### SHORT PROBLEM
Restate the records in their entirety, word for word.

+ + +

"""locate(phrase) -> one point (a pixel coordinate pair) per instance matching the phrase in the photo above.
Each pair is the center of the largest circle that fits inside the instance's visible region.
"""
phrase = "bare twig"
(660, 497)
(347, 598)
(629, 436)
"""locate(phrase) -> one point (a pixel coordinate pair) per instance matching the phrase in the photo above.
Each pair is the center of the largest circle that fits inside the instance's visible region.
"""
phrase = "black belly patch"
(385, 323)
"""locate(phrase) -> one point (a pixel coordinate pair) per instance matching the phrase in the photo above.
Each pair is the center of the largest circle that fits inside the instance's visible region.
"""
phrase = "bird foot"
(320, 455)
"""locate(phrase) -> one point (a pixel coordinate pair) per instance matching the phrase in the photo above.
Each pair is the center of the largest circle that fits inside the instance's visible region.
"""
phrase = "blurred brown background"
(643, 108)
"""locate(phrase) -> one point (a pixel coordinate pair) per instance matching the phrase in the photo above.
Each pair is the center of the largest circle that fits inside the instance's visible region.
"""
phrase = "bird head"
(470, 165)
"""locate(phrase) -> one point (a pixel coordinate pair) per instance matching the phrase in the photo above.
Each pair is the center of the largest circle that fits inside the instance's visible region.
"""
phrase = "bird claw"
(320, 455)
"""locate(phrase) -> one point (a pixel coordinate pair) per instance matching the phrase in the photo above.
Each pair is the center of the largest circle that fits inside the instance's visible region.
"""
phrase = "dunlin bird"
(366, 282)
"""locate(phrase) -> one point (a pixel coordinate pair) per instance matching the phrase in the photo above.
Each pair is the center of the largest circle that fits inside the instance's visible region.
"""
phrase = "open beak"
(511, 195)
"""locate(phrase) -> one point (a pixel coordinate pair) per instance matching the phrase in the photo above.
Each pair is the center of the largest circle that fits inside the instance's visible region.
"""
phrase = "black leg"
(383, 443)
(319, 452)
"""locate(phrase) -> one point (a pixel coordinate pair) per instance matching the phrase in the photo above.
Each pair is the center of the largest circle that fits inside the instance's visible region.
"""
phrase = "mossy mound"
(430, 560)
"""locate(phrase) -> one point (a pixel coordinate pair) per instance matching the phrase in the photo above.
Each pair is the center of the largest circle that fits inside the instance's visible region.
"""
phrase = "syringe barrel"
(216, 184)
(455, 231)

+ + +

### RESPONSE BELOW
"""locate(phrase) -> one point (a pixel coordinate pair) per instance matching the phrase in the photo above.
Each pair is the center of the largest circle that fits inside the instance's visible region.
"""
phrase = "bare twig"
(660, 497)
(347, 598)
(629, 436)
"""locate(phrase) -> one point (a pixel coordinate pair) per instance matching the phrase in the photo above.
Each pair is the center of the largest circle that fits inside the instance's visible region.
"""
phrase = "black belly patch"
(385, 323)
"""locate(phrase) -> one point (a pixel coordinate pair) per instance matching the phrase in the photo above.
Each pair is the center of the largest circle that fits inside the instance's visible region.
"""
phrase = "bird foot"
(320, 455)
"""locate(phrase) -> one point (a pixel coordinate pair) per instance matching the phrase in the photo above.
Each pair is the center of the largest circle that fits inside the instance's visible region.
"""
phrase = "blurred brown background"
(643, 108)
"""locate(phrase) -> one point (a pixel coordinate pair) per instance matching the phrase in the photo above.
Each pair is the center of the largest circle that fits inside the instance's visible region.
"""
phrase = "bird head"
(470, 165)
"""locate(phrase) -> one point (a pixel coordinate pair) per instance matching the phrase in the photo above.
Each pair is the center of the largest circle that fits inside the instance's visible region.
"""
phrase = "bird claw"
(320, 455)
"""locate(phrase) -> one point (a pixel coordinate pair) per instance matching the phrase in the photo above.
Each pair is the center of the largest circle that fits inside the instance's visible region.
"""
phrase = "dunlin bird"
(366, 282)
"""locate(phrase) -> one point (a pixel coordinate pair) per instance matching the phrase in the photo above.
Each pair is the center of the largest circle that fits inside the instance's visible region.
"""
phrase = "open beak"
(511, 195)
"""locate(phrase) -> one point (a pixel coordinate pair) per instance matching the phrase in the photo above.
Each pair is the center of the largest circle that fits inside the instance's visible region.
"""
phrase = "black leg"
(383, 443)
(319, 452)
"""locate(phrase) -> one point (a pixel coordinate pair) per instance matching the phrase in the photo above.
Each pair is the center of the largest circle that fits inside the instance's visible region.
"""
phrase = "mossy mound"
(430, 560)
"""locate(phrase) -> one point (a pixel coordinate pair) per instance matching the phrase in the photo above.
Each pair is the center of the largest circle that fits inside the instance's visible region.
"""
phrase = "syringe barrel"
(216, 184)
(455, 231)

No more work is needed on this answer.